• [Objective]
Print all the entries verbatim.

• [Provided entries]
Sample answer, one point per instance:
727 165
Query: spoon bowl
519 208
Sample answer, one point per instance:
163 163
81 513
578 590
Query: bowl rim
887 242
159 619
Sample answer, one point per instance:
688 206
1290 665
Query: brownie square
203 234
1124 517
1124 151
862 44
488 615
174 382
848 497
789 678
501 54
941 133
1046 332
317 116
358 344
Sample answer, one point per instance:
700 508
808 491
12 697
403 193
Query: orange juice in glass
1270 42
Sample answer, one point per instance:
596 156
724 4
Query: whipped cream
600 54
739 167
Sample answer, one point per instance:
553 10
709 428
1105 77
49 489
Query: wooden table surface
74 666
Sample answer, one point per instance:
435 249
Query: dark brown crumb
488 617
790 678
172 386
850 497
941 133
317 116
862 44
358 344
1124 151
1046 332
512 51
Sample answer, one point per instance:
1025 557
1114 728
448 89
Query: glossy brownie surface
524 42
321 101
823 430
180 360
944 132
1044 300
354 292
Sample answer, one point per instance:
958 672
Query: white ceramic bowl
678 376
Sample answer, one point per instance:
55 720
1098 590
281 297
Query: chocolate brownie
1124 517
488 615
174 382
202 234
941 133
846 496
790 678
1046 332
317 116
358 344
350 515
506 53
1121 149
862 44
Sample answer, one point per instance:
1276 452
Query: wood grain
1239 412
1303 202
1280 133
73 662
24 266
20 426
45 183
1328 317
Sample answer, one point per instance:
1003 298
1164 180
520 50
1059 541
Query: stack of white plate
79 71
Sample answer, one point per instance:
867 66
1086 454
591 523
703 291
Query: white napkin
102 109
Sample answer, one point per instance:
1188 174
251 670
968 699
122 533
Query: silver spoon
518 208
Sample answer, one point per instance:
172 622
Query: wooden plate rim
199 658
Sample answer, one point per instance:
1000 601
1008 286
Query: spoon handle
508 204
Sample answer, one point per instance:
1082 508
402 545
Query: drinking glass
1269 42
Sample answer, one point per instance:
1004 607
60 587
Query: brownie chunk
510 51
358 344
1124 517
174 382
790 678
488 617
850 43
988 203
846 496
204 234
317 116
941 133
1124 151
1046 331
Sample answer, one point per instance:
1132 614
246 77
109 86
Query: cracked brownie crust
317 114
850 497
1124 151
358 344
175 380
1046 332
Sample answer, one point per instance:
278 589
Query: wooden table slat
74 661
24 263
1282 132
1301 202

• [Result of this task]
Sample answer, one point per instance:
727 165
Query: spoon bowl
519 208
Sample answer, one point per instance:
163 163
81 513
578 590
Query: bowl rim
887 242
159 619
Sample answer, one point per instance:
688 206
1290 665
Query: brownie square
203 234
1124 517
1124 151
862 44
488 615
174 382
848 497
789 678
501 54
941 133
1046 332
317 116
358 344
Sample answer, one point per instance:
700 508
808 491
12 697
403 193
Query: orange juice in glass
1270 42
Sample answer, one point per instance:
596 156
724 4
Query: whipped cream
600 54
739 167
Sample answer, one point per instance:
553 10
709 428
1105 77
49 489
Query: wooden table surface
74 666
Sample answer, one point per instance:
435 249
Query: dark brown crumb
488 617
790 678
172 386
850 497
941 133
317 116
862 44
358 344
1124 151
1046 332
512 51
Sample answer, one point per instance:
1025 557
1114 728
448 89
Query: glossy brownie surface
524 42
321 101
823 430
180 360
944 132
1044 300
354 292
Sample answer, one point per instance:
958 672
Query: white ceramic bowl
678 376
Sample answer, one point per instance:
55 720
1098 590
281 297
Query: chocolate brownie
1124 517
488 615
174 382
202 234
941 133
846 496
790 678
1046 332
317 116
358 344
350 515
506 53
1121 149
862 44
Sample answer, one point per instance:
1276 452
Query: wood grain
1239 412
1303 202
1280 133
73 662
24 266
20 426
45 183
1328 317
Sample answer, one point per instance:
1003 298
1164 180
520 50
1059 541
Query: stack of white plate
79 71
Sample answer, one point per instance:
867 66
1086 454
591 523
703 291
Query: white napkin
102 109
Sample answer, one point per instance:
1188 174
251 670
968 699
122 533
Query: silver spoon
518 208
Sample answer, one point per instance:
172 622
Query: wooden plate rim
199 658
Sample answer, one point per instance:
1000 601
1008 286
Query: spoon handle
508 204
Sample answer, one point per instance:
1082 508
402 545
Query: drinking glass
1269 42
Sample answer, one point per instance:
1004 607
60 587
Query: brownie chunk
510 51
358 344
1124 517
174 382
790 678
488 617
850 43
988 203
846 496
204 234
317 116
941 133
1124 151
1046 331
Sample answer, one point per instance:
1132 614
246 77
109 86
Query: cracked brownie crust
317 114
850 497
1124 151
358 344
175 380
1046 332
Sample answer, one point per instance:
278 589
Query: wooden table slat
74 661
24 263
1282 132
1301 202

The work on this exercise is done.